Trees in the winter

If you are feeling overwhelmed by the brutality of severe cold weather, imagine what trees are experiencing as they are exposed 24/7 to the elements. They may be dormant in the winter months, but trees still feel the stress caused by the harsh cold.

There is no hot chicken soup nor warm layers of thermals and woollies for them, but there are still certain measures you can take to help them make it through the worst of the weather – and extend their survival by several years in the process:

# 1: Mulching

Starting in late fall or early winter, add a thin layer of organic mulch under the tree’s drip line. Make sure the layer is not more than two inches. Mulch helps insulate soil and tree roots and slows down water loss. Remember not to place mulch directly against the trunk. Mulching should be done when the ground starts to freeze or else you could end up with the tricky problem of getting rid of rodents who find it a perfect spot to spend their winters.

# 2: Watering

It would be wrong to assume trees only need to be watered in hot weather. They should be watered up until the ground freezes. This is especially the case for newly-planted trees which need extra care. Before freezing temperatures set in, you must remove irrigation bags around the trunk. At the slightest sign of a thaw, you need to water your trees to keep them hydrated and replenished.

** PARTS OF THE EXERCISE **
[1] Repeat the passage of the winter tree-care text between "Starting in late" and "hydrated and replenished.", inclusive.
[2] In the winter tree-care text, what is the maximum thickness for the layer of mulch added under a tree's drip line?

** PROVIDED MATERIAL **

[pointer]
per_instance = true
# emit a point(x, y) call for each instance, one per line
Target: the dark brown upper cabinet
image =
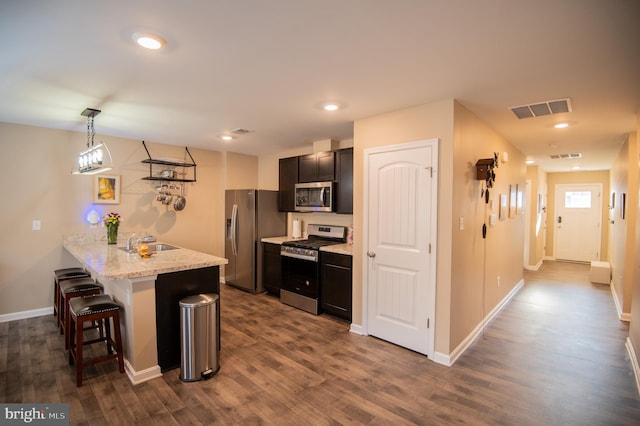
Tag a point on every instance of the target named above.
point(288, 177)
point(344, 181)
point(319, 167)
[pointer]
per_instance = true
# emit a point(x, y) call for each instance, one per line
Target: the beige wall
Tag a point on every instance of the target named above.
point(624, 179)
point(463, 139)
point(413, 124)
point(634, 327)
point(553, 179)
point(38, 185)
point(476, 263)
point(242, 171)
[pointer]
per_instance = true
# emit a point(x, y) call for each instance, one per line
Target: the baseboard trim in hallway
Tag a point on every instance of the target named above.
point(14, 316)
point(450, 359)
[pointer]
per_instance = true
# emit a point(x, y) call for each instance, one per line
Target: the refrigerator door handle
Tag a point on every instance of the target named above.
point(234, 230)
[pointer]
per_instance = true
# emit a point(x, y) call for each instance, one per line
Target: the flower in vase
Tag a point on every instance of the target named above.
point(112, 219)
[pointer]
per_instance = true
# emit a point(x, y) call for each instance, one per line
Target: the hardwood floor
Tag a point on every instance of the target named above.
point(554, 355)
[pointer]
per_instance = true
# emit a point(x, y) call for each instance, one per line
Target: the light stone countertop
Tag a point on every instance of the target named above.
point(345, 248)
point(109, 262)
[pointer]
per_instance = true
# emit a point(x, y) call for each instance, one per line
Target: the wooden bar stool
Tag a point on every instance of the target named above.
point(77, 287)
point(61, 275)
point(101, 309)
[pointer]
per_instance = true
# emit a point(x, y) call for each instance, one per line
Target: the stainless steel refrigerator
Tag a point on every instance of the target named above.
point(250, 215)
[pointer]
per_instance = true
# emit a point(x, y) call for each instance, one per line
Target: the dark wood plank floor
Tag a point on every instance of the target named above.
point(554, 356)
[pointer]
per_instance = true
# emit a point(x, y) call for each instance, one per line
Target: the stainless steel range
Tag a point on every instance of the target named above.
point(301, 266)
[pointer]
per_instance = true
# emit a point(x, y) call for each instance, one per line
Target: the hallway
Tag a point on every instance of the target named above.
point(558, 346)
point(555, 355)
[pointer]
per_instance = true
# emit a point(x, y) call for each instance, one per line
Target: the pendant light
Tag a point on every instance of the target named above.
point(96, 158)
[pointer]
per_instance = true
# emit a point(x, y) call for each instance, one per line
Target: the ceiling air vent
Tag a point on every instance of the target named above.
point(240, 131)
point(542, 108)
point(562, 156)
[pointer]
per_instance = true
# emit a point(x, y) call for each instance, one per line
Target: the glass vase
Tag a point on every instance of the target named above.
point(112, 234)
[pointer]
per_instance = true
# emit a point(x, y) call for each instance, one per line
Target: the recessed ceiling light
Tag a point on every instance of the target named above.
point(149, 41)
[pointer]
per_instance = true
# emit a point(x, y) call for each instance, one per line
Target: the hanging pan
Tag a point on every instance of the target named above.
point(180, 202)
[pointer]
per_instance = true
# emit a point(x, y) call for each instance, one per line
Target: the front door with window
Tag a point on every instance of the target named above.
point(577, 222)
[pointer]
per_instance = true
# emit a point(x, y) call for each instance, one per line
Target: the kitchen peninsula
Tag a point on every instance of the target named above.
point(148, 291)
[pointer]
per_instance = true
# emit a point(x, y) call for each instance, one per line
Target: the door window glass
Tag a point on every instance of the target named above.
point(577, 200)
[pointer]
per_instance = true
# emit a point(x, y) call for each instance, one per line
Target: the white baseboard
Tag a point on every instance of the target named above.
point(441, 358)
point(137, 377)
point(622, 316)
point(634, 362)
point(450, 359)
point(14, 316)
point(534, 267)
point(357, 329)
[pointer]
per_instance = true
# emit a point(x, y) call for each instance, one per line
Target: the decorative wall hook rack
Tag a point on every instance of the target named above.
point(485, 171)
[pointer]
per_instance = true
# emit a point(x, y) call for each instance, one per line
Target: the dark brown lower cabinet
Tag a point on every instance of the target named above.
point(336, 284)
point(271, 268)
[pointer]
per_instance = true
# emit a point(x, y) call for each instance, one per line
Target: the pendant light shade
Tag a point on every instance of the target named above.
point(96, 158)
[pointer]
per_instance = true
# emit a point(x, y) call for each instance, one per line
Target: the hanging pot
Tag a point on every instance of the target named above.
point(166, 200)
point(180, 201)
point(168, 173)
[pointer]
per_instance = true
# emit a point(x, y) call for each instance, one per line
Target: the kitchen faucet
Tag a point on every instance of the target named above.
point(134, 239)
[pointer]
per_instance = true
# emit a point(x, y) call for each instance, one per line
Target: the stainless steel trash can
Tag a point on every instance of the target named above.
point(199, 355)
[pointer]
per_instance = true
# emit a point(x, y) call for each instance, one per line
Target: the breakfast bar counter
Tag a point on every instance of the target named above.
point(148, 290)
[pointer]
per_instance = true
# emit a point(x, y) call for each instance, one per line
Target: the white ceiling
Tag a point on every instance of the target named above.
point(267, 65)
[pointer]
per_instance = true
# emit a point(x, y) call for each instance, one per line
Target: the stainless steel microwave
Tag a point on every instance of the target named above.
point(314, 197)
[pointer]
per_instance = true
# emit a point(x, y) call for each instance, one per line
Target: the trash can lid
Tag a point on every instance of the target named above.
point(198, 300)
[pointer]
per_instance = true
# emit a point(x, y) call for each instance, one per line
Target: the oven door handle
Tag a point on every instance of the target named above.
point(300, 256)
point(234, 230)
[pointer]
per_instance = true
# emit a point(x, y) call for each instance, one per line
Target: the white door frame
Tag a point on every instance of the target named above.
point(528, 216)
point(433, 226)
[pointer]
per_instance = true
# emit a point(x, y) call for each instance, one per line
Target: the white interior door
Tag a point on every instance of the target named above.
point(400, 235)
point(578, 216)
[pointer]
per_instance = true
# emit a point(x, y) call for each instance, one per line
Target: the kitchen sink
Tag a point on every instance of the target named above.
point(158, 247)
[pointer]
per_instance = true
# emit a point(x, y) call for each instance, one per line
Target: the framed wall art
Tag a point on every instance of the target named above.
point(106, 189)
point(504, 206)
point(513, 200)
point(519, 201)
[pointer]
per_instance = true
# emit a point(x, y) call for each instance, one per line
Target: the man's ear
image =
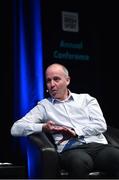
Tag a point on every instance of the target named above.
point(68, 80)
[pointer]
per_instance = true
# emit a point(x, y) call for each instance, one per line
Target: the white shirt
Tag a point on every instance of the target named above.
point(79, 111)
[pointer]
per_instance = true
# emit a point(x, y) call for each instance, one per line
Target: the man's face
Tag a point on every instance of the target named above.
point(57, 82)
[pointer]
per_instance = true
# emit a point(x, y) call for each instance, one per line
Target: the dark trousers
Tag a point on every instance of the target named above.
point(86, 158)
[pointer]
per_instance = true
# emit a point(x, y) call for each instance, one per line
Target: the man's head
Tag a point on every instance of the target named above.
point(57, 80)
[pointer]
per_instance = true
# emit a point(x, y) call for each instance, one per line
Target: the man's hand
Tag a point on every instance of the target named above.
point(50, 126)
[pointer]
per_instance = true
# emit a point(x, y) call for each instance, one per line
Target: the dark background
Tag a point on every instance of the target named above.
point(99, 22)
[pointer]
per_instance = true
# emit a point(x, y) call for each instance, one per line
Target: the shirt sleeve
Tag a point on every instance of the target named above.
point(96, 123)
point(32, 122)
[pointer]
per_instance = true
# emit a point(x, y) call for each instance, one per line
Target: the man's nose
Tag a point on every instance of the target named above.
point(52, 83)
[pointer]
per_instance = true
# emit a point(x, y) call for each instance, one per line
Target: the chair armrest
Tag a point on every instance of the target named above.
point(112, 135)
point(42, 157)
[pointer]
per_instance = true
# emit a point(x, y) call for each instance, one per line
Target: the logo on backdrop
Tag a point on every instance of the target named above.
point(70, 21)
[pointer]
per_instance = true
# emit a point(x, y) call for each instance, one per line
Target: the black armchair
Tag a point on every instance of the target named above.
point(43, 157)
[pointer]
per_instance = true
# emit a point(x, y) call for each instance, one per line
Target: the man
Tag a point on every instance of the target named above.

** ANSWER LIST **
[1]
Starting in late fall or early winter, add a thin layer of organic mulch under the tree’s drip line. Make sure the layer is not more than two inches. Mulch helps insulate soil and tree roots and slows down water loss. Remember not to place mulch directly against the trunk. Mulching should be done when the ground starts to freeze or else you could end up with the tricky problem of getting rid of rodents who find it a perfect spot to spend their winters.

# 2: Watering

It would be wrong to assume trees only need to be watered in hot weather. They should be watered up until the ground freezes. This is especially the case for newly-planted trees which need extra care. Before freezing temperatures set in, you must remove irrigation bags around the trunk. At the slightest sign of a thaw, you need to water your trees to keep them hydrated and replenished.

[2] Two inches.